(SELECTED EXCERPT Opens)

3

I'm terrible with regex stuff. I have data that looks like this:

abc,42,4/04/1992,,,something,   ,2/05/2007,dkwit,,334,,,

The meaning of the data itself is somewhat irrelevant, the point is that it's comma-delimited, you could refer to the data between commas as "columns", and some columns may be whitespace or empty (later on, whitespace columns and empty columns are ignored). I need to split the string into an array based on the comma delimiter. I tried

new StringTokenizer(string, ",")

but that will skip over tokens where the data between columns is empty, so I tried using string.split(","). The problem with that is it would skip the last three columns in the data above. You could say after the "334", it behaves like StringTokenizer, skipping the columns with no whitespace or no data in them.

Can I make string.split( ) behave in such a way that it will continue to split until it comes across an end of line, or is there a better way to do this?

Pshemo
  • 122,468
  • 25
  • 185
  • 269
rshaq
  • 149
  • 4
  • 13
  • And what do you want to do when the end of line is reached? What is there is a comma in the values? How is it escaped? – fge Jan 29 '15 at 18:07
  • @fge essentially, I want to split on commas OR end of lines. There will never be a comma inside the columns. In other words, the data will never contain a comma as part of the actual values. We can assume this. – rshaq Jan 29 '15 at 18:09

2 Answers2

4

You can use the overloaded String#split(String,int) method, and set the limit to a negative number:

String text = "abc,42,4/04/1992,,,something, ,2/05/2007,dkwit,,334,,,";
String[] tokens = text.split(",", -1);

The limit parameter is explained in the linked Javadoc:

The limit parameter controls the number of times the pattern is applied and therefore affects the length of the resulting array. If the limit n is greater than zero then the pattern will be applied at most n - 1 times, the array's length will be no greater than n, and the array's last entry will contain all input beyond the last matched delimiter. If n is non-positive then the pattern will be applied as many times as possible and the array can have any length. If n is zero then the pattern will be applied as many times as possible, the array can have any length, and trailing empty strings will be discarded.

M A
  • 71,713
  • 13
  • 134
  • 174
1

Easiest way to parse CSV (comma-separated values) data is with CVS parser. One of simplest ones is OpenCVS. Here is example of how you can do it:

String data = "abc,42,4/04/1992,,,something,   ,2/05/2007,dkwit,,334,,,";

CSVReader reader = new CSVReader(new StringReader(data));
for (String[] tokens = reader.readNext(); tokens != null; tokens = reader.readNext()) {
    for (String token : tokens){
        System.out.print("<" + token + ">\t");
    }
    System.out.println();
}

Output (I added < and > to show where value starts and ends):

<abc>   <42>    <4/04/1992> <>  <>  <something> <   >   <2/05/2007> <dkwit> <>  <334>   <>  <>  <>  
Pshemo
  • 122,468
  • 25
  • 185
  • 269

(SELECTED EXCERPT Closes)

◆ **WHAT YOU WILL DO**
1. From the Java string-splitting thread, list every value in the sample comma-delimited data that is neither empty nor whitespace only, in the order they appear.
2. Transcribe the Java string-splitting thread from "The meaning of" up to and including "to do this?".

(RECORD EXCERPTS Opens)

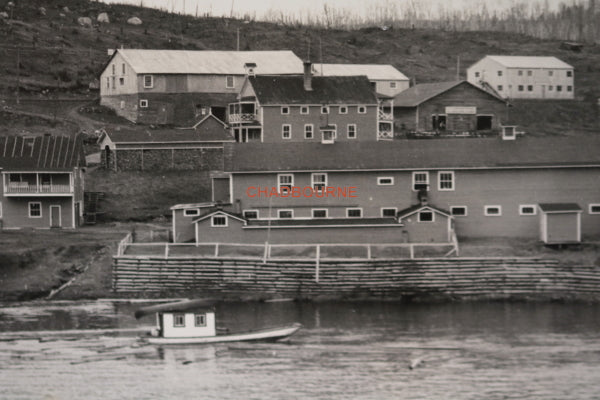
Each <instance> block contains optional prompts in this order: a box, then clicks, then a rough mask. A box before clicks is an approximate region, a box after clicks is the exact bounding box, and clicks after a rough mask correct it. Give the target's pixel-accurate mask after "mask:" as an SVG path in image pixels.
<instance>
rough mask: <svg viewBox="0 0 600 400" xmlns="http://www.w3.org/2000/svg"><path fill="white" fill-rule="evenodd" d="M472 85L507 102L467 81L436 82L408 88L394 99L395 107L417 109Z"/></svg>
mask: <svg viewBox="0 0 600 400" xmlns="http://www.w3.org/2000/svg"><path fill="white" fill-rule="evenodd" d="M462 84H464V85H470V86H472V87H473V88H475V89H477V90H481V91H482V92H483V93H486V94H488V95H490V96H491V97H493V98H495V99H497V100H498V101H501V102H505V100H504V99H502V98H500V97H498V96H495V95H494V94H492V93H490V92H489V91H486V90H483V89H481V88H479V87H477V86H475V85H473V84H472V83H470V82H467V81H452V82H434V83H420V84H418V85H415V86H413V87H411V88H408V89H406V90H404V91H402V92H400V93H398V94H397V95H396V97H394V107H416V106H418V105H419V104H421V103H424V102H426V101H427V100H429V99H431V98H433V97H436V96H439V95H440V94H442V93H444V92H447V91H448V90H450V89H453V88H455V87H456V86H459V85H462Z"/></svg>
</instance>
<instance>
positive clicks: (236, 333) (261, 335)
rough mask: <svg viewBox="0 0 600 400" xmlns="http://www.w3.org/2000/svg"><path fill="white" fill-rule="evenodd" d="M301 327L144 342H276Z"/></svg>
mask: <svg viewBox="0 0 600 400" xmlns="http://www.w3.org/2000/svg"><path fill="white" fill-rule="evenodd" d="M301 327H302V325H300V324H298V323H295V324H293V325H290V326H286V327H279V328H272V329H263V330H260V331H252V332H244V333H234V334H229V335H216V336H204V337H180V338H164V337H149V338H146V339H145V340H146V341H147V342H148V343H151V344H205V343H222V342H245V341H277V340H282V339H285V338H288V337H290V336H292V335H293V334H294V333H296V332H298V330H299V329H300V328H301Z"/></svg>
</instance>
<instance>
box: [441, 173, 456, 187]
mask: <svg viewBox="0 0 600 400" xmlns="http://www.w3.org/2000/svg"><path fill="white" fill-rule="evenodd" d="M442 174H450V176H451V177H452V180H451V181H450V183H451V184H452V185H451V186H452V187H451V188H442ZM444 182H447V181H444ZM455 182H456V178H455V175H454V171H438V190H439V191H440V192H453V191H454V190H455V189H454V187H455V186H456V184H455Z"/></svg>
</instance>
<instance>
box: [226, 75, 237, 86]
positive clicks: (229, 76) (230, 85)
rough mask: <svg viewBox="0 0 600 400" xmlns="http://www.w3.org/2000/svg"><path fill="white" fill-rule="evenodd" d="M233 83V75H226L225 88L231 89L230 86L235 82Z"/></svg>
mask: <svg viewBox="0 0 600 400" xmlns="http://www.w3.org/2000/svg"><path fill="white" fill-rule="evenodd" d="M234 83H235V82H234V80H233V75H227V76H226V77H225V87H226V88H227V89H232V88H233V87H234V86H235V84H234Z"/></svg>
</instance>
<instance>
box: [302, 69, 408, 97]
mask: <svg viewBox="0 0 600 400" xmlns="http://www.w3.org/2000/svg"><path fill="white" fill-rule="evenodd" d="M313 73H314V74H315V76H356V75H366V76H367V78H368V79H369V81H370V82H371V85H373V88H374V89H375V92H377V93H378V94H380V95H384V96H389V97H394V96H395V95H397V94H398V93H400V92H402V91H404V90H406V89H408V88H409V87H410V81H409V79H408V78H407V77H406V75H404V74H403V73H402V72H400V71H398V70H397V69H396V68H394V66H392V65H389V64H313Z"/></svg>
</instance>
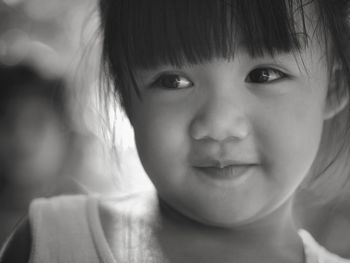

(RECORD EXCERPTS Closes)

◆ **ANSWERS FOR THIS EXERCISE**
1. abc, 42, 4/04/1992, something, 2/05/2007, dkwit, 334

2.
The meaning of the data itself is somewhat irrelevant, the point is that it's comma-delimited, you could refer to the data between commas as "columns", and some columns may be whitespace or empty (later on, whitespace columns and empty columns are ignored). I need to split the string into an array based on the comma delimiter. I tried

new StringTokenizer(string, ",")

but that will skip over tokens where the data between columns is empty, so I tried using string.split(","). The problem with that is it would skip the last three columns in the data above. You could say after the "334", it behaves like StringTokenizer, skipping the columns with no whitespace or no data in them.

Can I make string.split( ) behave in such a way that it will continue to split until it comes across an end of line, or is there a better way to do this?